▶ **What you are asked to do**
Using the records below, count the lines with "godwit" in them. Give the number only.

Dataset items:
»»
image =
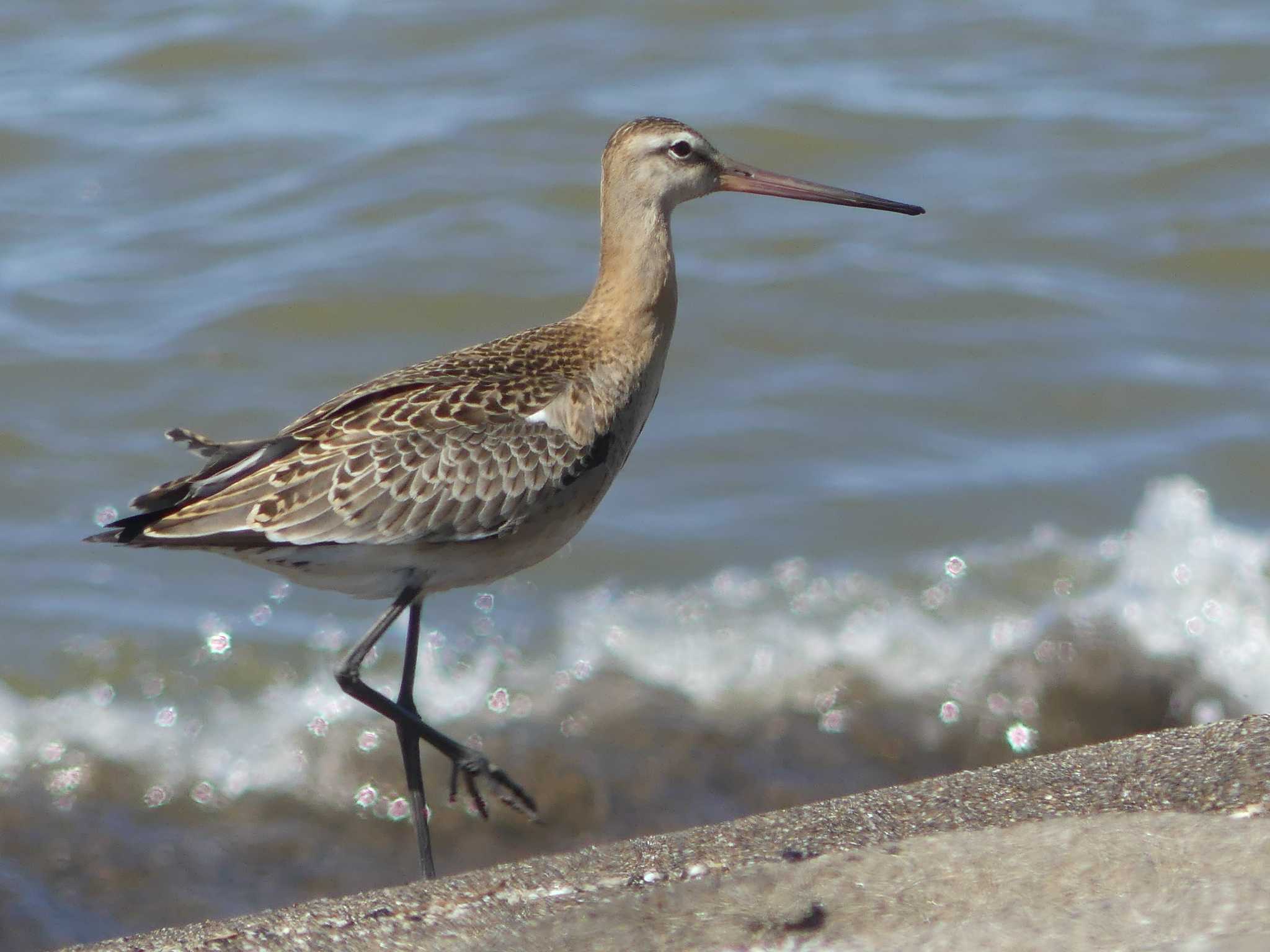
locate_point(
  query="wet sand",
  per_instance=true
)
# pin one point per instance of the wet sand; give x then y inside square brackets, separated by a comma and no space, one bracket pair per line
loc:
[1156,840]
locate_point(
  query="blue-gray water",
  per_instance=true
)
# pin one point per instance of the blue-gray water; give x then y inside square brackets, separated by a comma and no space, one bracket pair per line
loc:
[904,475]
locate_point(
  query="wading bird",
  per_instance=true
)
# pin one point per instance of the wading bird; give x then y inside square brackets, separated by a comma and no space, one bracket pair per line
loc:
[470,466]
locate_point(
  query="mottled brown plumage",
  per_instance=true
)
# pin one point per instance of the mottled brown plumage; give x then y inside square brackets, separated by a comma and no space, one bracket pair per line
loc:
[474,465]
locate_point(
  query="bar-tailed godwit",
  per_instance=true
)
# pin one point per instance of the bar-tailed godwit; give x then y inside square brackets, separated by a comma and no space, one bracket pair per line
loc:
[470,466]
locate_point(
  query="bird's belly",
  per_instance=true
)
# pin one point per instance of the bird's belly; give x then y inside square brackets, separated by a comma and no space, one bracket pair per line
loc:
[365,570]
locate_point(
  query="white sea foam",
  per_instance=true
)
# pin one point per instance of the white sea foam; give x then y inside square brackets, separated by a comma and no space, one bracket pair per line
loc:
[1179,583]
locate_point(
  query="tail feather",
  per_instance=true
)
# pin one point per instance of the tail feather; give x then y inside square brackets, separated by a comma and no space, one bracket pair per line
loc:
[127,530]
[226,464]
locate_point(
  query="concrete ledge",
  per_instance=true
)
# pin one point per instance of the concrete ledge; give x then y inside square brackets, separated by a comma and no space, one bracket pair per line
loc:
[1151,842]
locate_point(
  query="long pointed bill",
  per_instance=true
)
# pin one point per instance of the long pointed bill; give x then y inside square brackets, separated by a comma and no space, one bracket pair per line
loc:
[738,177]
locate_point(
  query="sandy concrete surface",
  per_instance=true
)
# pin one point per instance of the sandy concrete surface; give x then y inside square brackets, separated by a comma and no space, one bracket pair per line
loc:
[1156,842]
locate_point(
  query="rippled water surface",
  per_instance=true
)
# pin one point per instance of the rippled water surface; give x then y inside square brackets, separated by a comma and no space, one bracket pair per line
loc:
[917,494]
««
▶ **Task answer**
2